──────── Material shown

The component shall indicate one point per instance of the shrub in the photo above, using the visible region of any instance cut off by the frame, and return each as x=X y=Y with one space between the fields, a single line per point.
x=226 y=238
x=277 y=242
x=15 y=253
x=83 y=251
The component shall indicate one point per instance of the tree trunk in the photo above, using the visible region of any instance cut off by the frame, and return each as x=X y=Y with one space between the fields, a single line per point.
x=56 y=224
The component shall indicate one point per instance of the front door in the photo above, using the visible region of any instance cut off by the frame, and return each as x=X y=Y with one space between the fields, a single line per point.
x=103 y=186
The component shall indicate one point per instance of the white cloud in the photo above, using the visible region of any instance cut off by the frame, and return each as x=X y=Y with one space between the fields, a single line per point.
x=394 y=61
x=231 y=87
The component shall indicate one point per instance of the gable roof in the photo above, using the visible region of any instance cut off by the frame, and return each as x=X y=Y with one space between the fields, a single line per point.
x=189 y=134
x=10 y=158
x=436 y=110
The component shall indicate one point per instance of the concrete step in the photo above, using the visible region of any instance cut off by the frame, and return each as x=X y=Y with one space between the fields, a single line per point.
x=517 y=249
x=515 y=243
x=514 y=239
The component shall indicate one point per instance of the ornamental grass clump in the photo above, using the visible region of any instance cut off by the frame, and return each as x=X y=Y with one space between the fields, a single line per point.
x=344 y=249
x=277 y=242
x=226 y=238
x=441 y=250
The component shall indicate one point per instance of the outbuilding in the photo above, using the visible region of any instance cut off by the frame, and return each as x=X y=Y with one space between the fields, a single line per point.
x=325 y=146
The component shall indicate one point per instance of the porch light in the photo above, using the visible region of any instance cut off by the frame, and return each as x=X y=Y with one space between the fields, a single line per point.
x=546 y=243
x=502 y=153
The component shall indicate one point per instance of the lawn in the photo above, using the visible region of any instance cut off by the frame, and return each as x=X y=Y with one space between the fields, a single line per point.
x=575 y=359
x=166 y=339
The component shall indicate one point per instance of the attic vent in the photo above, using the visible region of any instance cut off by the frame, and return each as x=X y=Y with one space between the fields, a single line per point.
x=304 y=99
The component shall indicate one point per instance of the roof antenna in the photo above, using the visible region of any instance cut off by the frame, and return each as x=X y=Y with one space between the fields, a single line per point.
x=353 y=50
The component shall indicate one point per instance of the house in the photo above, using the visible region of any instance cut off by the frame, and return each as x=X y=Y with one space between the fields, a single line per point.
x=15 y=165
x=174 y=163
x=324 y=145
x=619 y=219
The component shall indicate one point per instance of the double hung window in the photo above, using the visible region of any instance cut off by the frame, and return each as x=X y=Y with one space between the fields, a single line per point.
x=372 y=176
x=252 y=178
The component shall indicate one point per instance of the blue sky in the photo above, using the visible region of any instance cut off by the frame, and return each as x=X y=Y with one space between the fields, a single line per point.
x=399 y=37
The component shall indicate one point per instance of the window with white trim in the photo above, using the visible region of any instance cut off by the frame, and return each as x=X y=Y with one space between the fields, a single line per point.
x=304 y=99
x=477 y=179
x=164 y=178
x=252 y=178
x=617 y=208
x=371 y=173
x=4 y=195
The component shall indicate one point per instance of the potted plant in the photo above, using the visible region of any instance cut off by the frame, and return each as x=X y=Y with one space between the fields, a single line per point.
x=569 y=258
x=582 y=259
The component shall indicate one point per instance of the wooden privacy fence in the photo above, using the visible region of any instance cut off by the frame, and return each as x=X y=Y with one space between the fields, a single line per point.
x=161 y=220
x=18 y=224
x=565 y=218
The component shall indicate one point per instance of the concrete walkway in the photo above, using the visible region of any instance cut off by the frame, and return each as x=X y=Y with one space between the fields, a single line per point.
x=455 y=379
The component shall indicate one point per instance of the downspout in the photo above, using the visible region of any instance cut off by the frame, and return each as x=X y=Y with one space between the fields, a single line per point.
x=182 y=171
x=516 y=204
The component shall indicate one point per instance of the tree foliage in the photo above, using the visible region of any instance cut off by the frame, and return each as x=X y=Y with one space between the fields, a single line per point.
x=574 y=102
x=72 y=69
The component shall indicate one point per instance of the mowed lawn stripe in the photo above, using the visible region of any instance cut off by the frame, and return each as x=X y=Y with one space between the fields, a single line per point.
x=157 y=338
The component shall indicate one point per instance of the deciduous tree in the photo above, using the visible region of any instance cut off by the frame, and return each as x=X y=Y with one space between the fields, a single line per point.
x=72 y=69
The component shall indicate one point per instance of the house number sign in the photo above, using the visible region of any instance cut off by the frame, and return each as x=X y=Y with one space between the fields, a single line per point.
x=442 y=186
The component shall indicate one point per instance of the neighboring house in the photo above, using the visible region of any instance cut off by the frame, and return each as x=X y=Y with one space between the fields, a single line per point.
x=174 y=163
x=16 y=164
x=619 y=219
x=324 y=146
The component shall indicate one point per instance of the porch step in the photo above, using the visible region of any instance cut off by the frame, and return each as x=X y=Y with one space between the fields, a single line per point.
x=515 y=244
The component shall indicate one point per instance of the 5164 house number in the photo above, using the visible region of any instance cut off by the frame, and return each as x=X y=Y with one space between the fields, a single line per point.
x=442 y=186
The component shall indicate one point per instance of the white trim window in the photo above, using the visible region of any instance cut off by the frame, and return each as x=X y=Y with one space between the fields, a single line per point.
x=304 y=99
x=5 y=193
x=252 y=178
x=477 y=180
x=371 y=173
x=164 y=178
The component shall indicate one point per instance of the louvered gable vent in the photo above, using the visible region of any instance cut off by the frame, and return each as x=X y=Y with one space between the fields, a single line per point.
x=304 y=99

────────────────
──────── Material shown

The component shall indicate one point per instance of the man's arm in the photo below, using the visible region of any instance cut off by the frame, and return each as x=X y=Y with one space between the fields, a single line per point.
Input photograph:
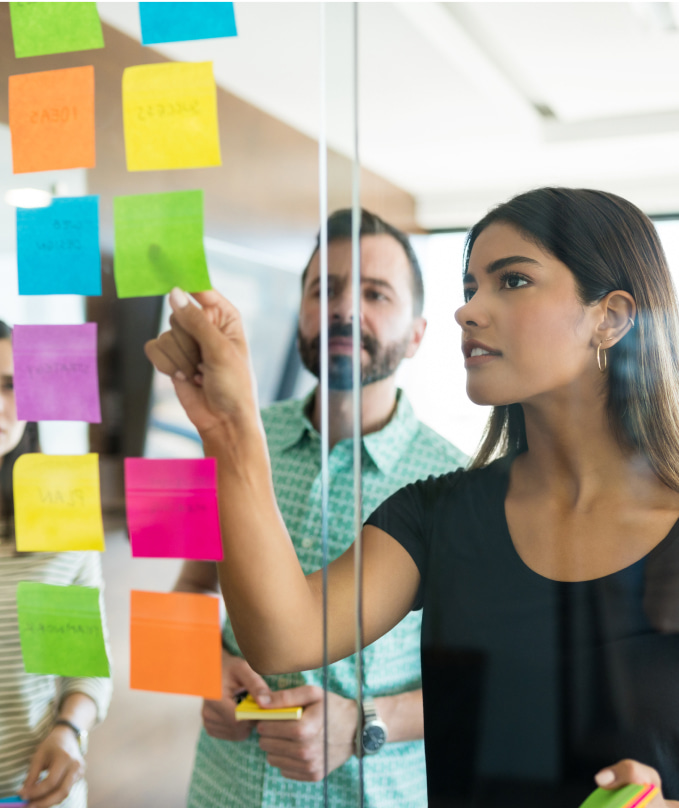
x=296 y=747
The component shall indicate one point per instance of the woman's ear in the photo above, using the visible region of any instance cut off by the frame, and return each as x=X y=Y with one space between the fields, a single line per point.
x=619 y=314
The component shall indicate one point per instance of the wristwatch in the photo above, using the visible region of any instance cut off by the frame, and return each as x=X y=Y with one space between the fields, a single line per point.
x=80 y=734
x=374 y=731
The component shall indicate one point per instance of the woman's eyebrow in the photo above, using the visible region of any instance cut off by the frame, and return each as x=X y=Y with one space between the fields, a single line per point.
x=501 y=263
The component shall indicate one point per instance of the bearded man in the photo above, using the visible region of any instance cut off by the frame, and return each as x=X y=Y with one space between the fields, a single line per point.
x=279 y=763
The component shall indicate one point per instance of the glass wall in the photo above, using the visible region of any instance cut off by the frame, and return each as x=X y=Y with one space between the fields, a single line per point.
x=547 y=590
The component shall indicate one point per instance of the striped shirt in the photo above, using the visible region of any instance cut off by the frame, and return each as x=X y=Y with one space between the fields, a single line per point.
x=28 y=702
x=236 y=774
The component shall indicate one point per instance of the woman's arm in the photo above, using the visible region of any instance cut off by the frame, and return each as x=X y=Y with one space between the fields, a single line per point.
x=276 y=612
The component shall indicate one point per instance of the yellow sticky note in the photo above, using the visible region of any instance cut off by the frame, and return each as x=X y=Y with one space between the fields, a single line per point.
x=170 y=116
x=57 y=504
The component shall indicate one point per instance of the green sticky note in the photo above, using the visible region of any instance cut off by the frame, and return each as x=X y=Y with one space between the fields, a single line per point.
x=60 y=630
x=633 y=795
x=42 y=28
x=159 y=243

────────────────

To be done:
Copy out the stretch of the items from the line containing "of the window" through the line containing "x=477 y=179", unchanged.

Expected answer:
The component shall indicate one point per instance of the window with white trim in the photo above, using the visible region of any instance cut off by the frame, and return each as x=X y=Y with one space between the fields, a single line per point.
x=304 y=99
x=477 y=179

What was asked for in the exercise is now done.